(A block of data)
-- begin --

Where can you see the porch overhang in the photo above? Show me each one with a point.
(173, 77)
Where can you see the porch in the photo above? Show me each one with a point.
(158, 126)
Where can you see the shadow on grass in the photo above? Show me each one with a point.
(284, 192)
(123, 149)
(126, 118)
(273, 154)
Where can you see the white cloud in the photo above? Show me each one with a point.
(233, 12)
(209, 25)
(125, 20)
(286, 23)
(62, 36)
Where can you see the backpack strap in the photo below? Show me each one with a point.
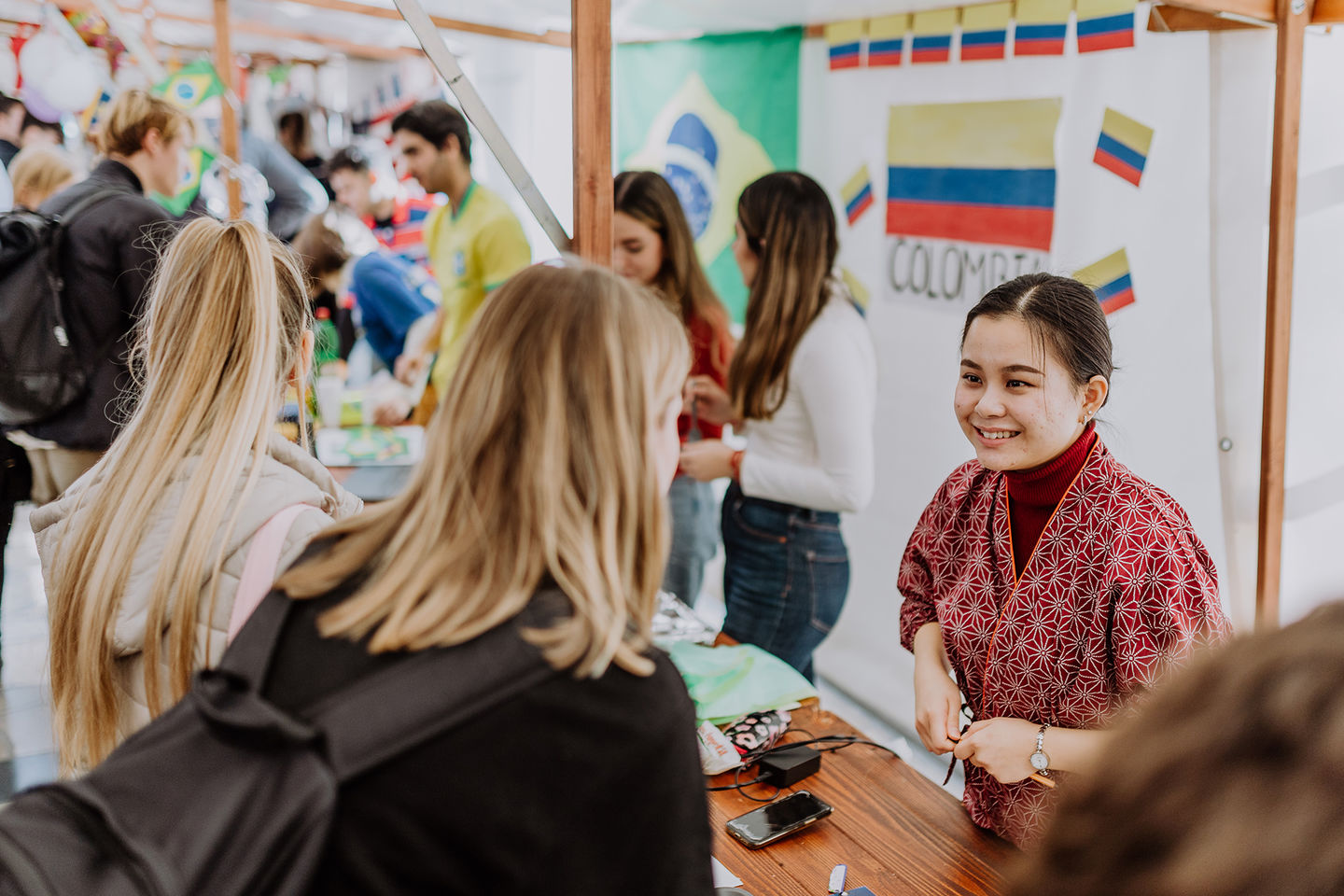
(259, 568)
(433, 691)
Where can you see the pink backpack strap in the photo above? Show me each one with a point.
(259, 566)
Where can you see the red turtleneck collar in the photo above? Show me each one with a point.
(1034, 495)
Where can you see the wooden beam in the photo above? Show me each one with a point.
(1328, 12)
(1166, 19)
(1294, 18)
(229, 124)
(1260, 9)
(553, 38)
(593, 195)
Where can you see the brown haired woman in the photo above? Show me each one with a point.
(588, 782)
(1225, 785)
(1056, 583)
(106, 263)
(803, 387)
(653, 246)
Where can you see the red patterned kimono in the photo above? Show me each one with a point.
(1118, 587)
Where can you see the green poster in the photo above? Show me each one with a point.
(712, 115)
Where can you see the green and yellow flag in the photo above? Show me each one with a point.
(191, 85)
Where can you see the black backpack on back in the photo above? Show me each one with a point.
(226, 794)
(42, 371)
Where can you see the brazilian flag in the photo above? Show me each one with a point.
(189, 186)
(191, 85)
(711, 116)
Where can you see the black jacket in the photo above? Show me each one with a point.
(106, 263)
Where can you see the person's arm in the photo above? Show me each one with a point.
(1002, 747)
(836, 382)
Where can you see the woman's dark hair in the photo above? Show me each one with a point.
(1062, 314)
(347, 159)
(434, 119)
(791, 227)
(1227, 783)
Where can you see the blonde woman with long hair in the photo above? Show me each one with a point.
(804, 390)
(546, 469)
(143, 555)
(655, 247)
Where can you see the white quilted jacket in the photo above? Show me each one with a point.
(289, 476)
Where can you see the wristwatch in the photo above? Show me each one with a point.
(1039, 761)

-- end --

▶ _The request_
Can you transcribe the entire listing above line for line, leaving out the pictures?

▶ _Answer for this exercise_
Where can you see the porch overhang in the photo above? Show me each one with a point.
(173, 77)
Where can you see the porch in the photo above? Show me each one with a point.
(158, 126)
Where can you see the shadow on grass in the photo above? Show me each one with a point.
(284, 192)
(123, 149)
(126, 118)
(273, 154)
Where can you see the white cloud in the photo above? Show me each one with a point.
(233, 12)
(209, 25)
(125, 20)
(286, 23)
(62, 36)
Where can you see the backpack strap in the photo below? Show me each one with a point.
(259, 568)
(433, 691)
Where can you see the pink backpack strap in the photo above? Show me each one with a point.
(259, 566)
Where can you see the red turtleneck collar in the photo above? Show me each one with a point.
(1034, 495)
Where can you see the wooden beam in the photo above? Show me each one with a point.
(1328, 12)
(1166, 19)
(1294, 18)
(229, 124)
(1260, 9)
(553, 38)
(593, 195)
Where can you see the brown haired woman in the photo above? Show me each one with a point.
(588, 782)
(1225, 785)
(1056, 583)
(106, 263)
(803, 387)
(653, 246)
Where can you see the red patterned kimono in the photo above? Show me each one with a point.
(1118, 587)
Where can you see the green poster in the photo above? Show me each one with a point.
(712, 115)
Where can you see the green and yellow flag in the photo above? Show me each one with a point.
(191, 85)
Where can you see the black backpack on back in the photo above? Show me each one with a point.
(226, 794)
(42, 371)
Where can you see the brazilian flag in the photo above? Show me each one with a point.
(189, 186)
(191, 85)
(711, 116)
Where can you see the black jacket in the photo above? Show me each one with a point.
(106, 263)
Where can you see the person's arm in the photo above? Show me each one with a point.
(1002, 747)
(836, 382)
Where can you see the woman's dark hair in the photo above? Show me each one with a point.
(1062, 314)
(347, 159)
(434, 119)
(791, 227)
(1227, 783)
Where can you see the blonde woman with long hair in the photo above? Show me each one with a point.
(804, 390)
(546, 469)
(143, 555)
(655, 247)
Where can you see the white quilted jacket in the photo above? Show me each one with a point.
(289, 476)
Where can you see the wristwatch in the photo above? Show me each one with a point.
(1039, 761)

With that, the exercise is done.